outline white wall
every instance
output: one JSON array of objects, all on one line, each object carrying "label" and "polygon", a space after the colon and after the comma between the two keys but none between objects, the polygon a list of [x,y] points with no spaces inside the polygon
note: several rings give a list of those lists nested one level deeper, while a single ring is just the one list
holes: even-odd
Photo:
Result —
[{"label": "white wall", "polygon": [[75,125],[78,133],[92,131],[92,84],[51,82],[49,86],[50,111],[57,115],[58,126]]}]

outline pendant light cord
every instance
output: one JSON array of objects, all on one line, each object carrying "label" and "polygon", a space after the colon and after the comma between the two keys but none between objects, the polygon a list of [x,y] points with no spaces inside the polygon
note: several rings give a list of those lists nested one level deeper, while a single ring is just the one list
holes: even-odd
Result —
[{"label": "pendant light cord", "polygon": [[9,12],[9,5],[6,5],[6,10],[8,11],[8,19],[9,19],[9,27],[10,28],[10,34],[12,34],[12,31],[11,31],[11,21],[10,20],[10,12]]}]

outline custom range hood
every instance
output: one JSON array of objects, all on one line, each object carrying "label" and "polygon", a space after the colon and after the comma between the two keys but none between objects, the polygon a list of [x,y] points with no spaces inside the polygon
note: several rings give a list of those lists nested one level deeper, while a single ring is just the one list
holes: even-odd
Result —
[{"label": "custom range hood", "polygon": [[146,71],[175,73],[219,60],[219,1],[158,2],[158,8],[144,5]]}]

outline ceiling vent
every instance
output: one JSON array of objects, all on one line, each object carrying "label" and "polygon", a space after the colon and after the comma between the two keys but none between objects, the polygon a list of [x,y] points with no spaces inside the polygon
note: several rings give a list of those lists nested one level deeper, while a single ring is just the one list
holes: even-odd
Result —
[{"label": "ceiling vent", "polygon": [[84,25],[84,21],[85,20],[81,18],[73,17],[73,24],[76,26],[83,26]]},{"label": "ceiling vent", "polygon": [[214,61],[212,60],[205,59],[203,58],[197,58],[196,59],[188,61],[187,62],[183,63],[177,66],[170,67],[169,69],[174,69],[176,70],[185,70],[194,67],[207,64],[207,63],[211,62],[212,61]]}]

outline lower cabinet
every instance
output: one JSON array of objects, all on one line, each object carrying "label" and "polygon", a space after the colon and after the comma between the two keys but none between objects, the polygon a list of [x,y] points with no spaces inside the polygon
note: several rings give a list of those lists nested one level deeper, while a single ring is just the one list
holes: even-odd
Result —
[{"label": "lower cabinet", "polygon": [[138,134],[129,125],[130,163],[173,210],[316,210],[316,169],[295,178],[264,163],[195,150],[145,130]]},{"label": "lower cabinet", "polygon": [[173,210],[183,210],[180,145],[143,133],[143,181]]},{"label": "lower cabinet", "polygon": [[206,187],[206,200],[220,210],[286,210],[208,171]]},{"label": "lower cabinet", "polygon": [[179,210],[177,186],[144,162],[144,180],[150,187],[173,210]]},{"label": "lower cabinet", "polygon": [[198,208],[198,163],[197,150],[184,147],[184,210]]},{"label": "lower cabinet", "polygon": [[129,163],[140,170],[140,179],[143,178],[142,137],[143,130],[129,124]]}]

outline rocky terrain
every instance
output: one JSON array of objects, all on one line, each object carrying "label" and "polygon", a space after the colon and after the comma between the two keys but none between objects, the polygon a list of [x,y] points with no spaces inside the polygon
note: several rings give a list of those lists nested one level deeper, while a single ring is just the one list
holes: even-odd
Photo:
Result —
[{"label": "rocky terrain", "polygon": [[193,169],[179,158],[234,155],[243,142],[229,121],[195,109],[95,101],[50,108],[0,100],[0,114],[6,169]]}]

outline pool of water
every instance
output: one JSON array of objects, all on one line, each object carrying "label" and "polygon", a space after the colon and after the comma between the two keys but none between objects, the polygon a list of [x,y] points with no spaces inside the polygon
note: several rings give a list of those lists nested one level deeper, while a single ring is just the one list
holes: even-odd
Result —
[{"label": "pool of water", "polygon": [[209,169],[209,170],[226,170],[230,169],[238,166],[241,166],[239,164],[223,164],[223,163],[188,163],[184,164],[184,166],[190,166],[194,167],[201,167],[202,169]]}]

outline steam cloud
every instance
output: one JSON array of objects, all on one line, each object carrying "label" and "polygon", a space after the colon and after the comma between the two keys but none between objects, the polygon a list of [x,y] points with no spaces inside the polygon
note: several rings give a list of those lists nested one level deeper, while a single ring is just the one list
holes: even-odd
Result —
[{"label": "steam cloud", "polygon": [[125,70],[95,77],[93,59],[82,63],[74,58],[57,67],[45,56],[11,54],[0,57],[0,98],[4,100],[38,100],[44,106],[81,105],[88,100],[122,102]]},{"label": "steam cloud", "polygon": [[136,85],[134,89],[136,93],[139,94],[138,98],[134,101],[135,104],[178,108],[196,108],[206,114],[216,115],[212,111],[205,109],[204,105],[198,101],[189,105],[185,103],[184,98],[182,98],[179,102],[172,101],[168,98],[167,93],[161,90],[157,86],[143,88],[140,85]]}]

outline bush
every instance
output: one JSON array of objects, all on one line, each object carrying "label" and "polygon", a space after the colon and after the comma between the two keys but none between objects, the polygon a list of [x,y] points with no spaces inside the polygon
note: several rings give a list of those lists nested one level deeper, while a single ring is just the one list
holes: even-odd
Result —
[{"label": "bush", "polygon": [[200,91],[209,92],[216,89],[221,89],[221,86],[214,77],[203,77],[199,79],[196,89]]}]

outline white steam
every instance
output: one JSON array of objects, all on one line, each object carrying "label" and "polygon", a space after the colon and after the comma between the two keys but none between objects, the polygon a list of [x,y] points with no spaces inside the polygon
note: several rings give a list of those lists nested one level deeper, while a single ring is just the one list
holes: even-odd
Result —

■ **GOAL**
Rewrite all the lines above with "every instance" changed to "all instances" and nothing else altered.

■ **FINISHED TASK**
outline white wall
all instances
output: one JSON array of objects, all on one line, each object carrying "label" and "polygon", a space after the colon and after the comma between the two keys but none between objects, the polygon a list of [x,y] points with no spaces inside the polygon
note: several rings give a list of those lists nested one level deeper, while a single ring is just the one list
holes: even-odd
Photo:
Result —
[{"label": "white wall", "polygon": [[75,125],[78,133],[92,131],[92,84],[51,82],[49,86],[50,111],[57,115],[58,126]]}]

outline pendant light cord
all instances
output: one JSON array of objects, all on one line, each object carrying "label" and "polygon", a space after the colon and after the comma between the two keys but none between objects, the polygon a list of [x,y] points with no spaces inside the polygon
note: several rings give a list of those lists nested one level deeper, while a single ring is just the one list
holes: even-odd
Result —
[{"label": "pendant light cord", "polygon": [[9,12],[9,5],[6,5],[6,10],[8,11],[8,19],[9,19],[9,27],[10,28],[10,34],[12,34],[12,31],[11,31],[11,21],[10,20],[10,12]]}]

outline custom range hood
all instances
output: one JSON array of objects, all on one line, each object carrying "label" and "polygon", a space after the colon and after the comma between the two keys but none between objects, the polygon a list of [x,y] points with no spaces inside the polygon
note: several rings give a list of those lists nested one level deeper, while a single ring is just the one list
holes: even-odd
Result —
[{"label": "custom range hood", "polygon": [[146,71],[175,73],[219,60],[219,1],[158,2],[158,8],[144,5]]}]

outline ceiling vent
all instances
output: one JSON array of objects, all on one line, each object carrying "label" and "polygon", a space after the colon and after the comma between the two keys but none between objects, the polygon a list of [x,y] points with no spaces inside the polygon
note: several rings give a list of those lists nested one level deeper, while a single ring is just the one list
holes: even-odd
Result —
[{"label": "ceiling vent", "polygon": [[84,25],[84,21],[85,20],[81,18],[73,17],[73,24],[76,26],[83,26]]},{"label": "ceiling vent", "polygon": [[214,61],[212,60],[205,59],[203,58],[197,58],[196,59],[188,61],[187,62],[183,63],[177,66],[170,67],[169,69],[174,69],[176,70],[185,70],[194,67],[207,64],[207,63],[211,62],[212,61]]}]

outline lower cabinet
all instances
output: one JSON array of objects, all on one line, each object carrying "label" and "polygon", a space after the colon and after the comma between the two keys but none between objects, the polygon a list of [x,y] points with no spaces inside the polygon
note: several rings give a list of those lists nested one level deeper, while a single ring is just the one list
holes: even-odd
Result —
[{"label": "lower cabinet", "polygon": [[138,134],[129,125],[130,163],[173,210],[316,210],[316,169],[295,178],[264,163],[195,150],[145,130]]},{"label": "lower cabinet", "polygon": [[173,210],[183,210],[180,145],[143,133],[143,181]]},{"label": "lower cabinet", "polygon": [[206,187],[206,200],[220,210],[286,210],[208,171]]},{"label": "lower cabinet", "polygon": [[179,210],[177,186],[144,162],[144,180],[150,187],[173,210]]},{"label": "lower cabinet", "polygon": [[198,208],[198,163],[197,150],[184,147],[184,210]]},{"label": "lower cabinet", "polygon": [[129,163],[140,170],[140,179],[143,178],[142,137],[143,130],[129,124]]}]

outline rocky terrain
all instances
output: one JSON array of objects, all on one line, each object carrying "label" and "polygon", a space after the colon and after the comma between the two keys but none between objects, the polygon a list of [x,y] points with no spaces inside the polygon
note: several rings give a list of those lists nested one level deeper, while a single ring is just the one list
holes: even-odd
Photo:
Result —
[{"label": "rocky terrain", "polygon": [[193,169],[179,158],[234,155],[243,142],[229,121],[195,109],[95,101],[50,108],[0,100],[0,114],[6,169]]}]

outline pool of water
all instances
output: one JSON array of objects, all on one line, each object carrying "label" and "polygon", a space after the colon and after the comma between the two keys but none between objects, the polygon a list of [x,y] points with no spaces inside the polygon
note: several rings give a list of those lists nested one level deeper, while a single ring is just the one list
holes: even-odd
Result —
[{"label": "pool of water", "polygon": [[209,169],[209,170],[226,170],[230,169],[238,166],[241,166],[239,164],[223,164],[223,163],[188,163],[184,164],[184,166],[190,166],[194,167],[201,167],[202,169]]}]

outline steam cloud
all instances
output: one JSON array of objects, all on one line, each object carrying "label" and "polygon", a space after the colon and after the comma between the two keys but none between objects, the polygon a list of [x,y] points with no spaces inside the polygon
note: several rings give a list of those lists nested one level deeper, while a single ring is just the one list
holes: even-odd
Result —
[{"label": "steam cloud", "polygon": [[125,70],[95,77],[93,59],[82,63],[74,58],[57,67],[45,56],[11,54],[0,57],[0,98],[4,100],[38,100],[44,106],[81,105],[88,100],[122,102]]},{"label": "steam cloud", "polygon": [[136,85],[134,89],[136,93],[139,94],[138,98],[134,101],[135,104],[178,108],[196,108],[206,114],[216,115],[212,111],[205,109],[204,105],[198,101],[189,105],[185,103],[184,98],[182,98],[179,102],[172,101],[168,98],[167,93],[161,90],[157,86],[143,88],[140,85]]}]

outline bush
all instances
output: one JSON array of objects, all on one line, each object carrying "label" and "polygon", a space after the colon and after the comma between the two keys but none between objects, the polygon a list of [x,y] points with no spaces inside the polygon
note: several rings give a list of those lists nested one level deeper, while a single ring is just the one list
holes: even-odd
Result —
[{"label": "bush", "polygon": [[200,91],[209,92],[216,89],[221,89],[221,86],[214,77],[203,77],[199,79],[196,89]]}]

outline white steam
all instances
output: one JSON array of objects, all on one line, each object carrying "label" and "polygon", a space after the colon and after the comma between the two keys but none between objects, the polygon a list of [x,y] points with no spaces inside the polygon
note: several rings give a list of those lists nested one level deeper, while a single ring is just the one list
holes: even-odd
Result —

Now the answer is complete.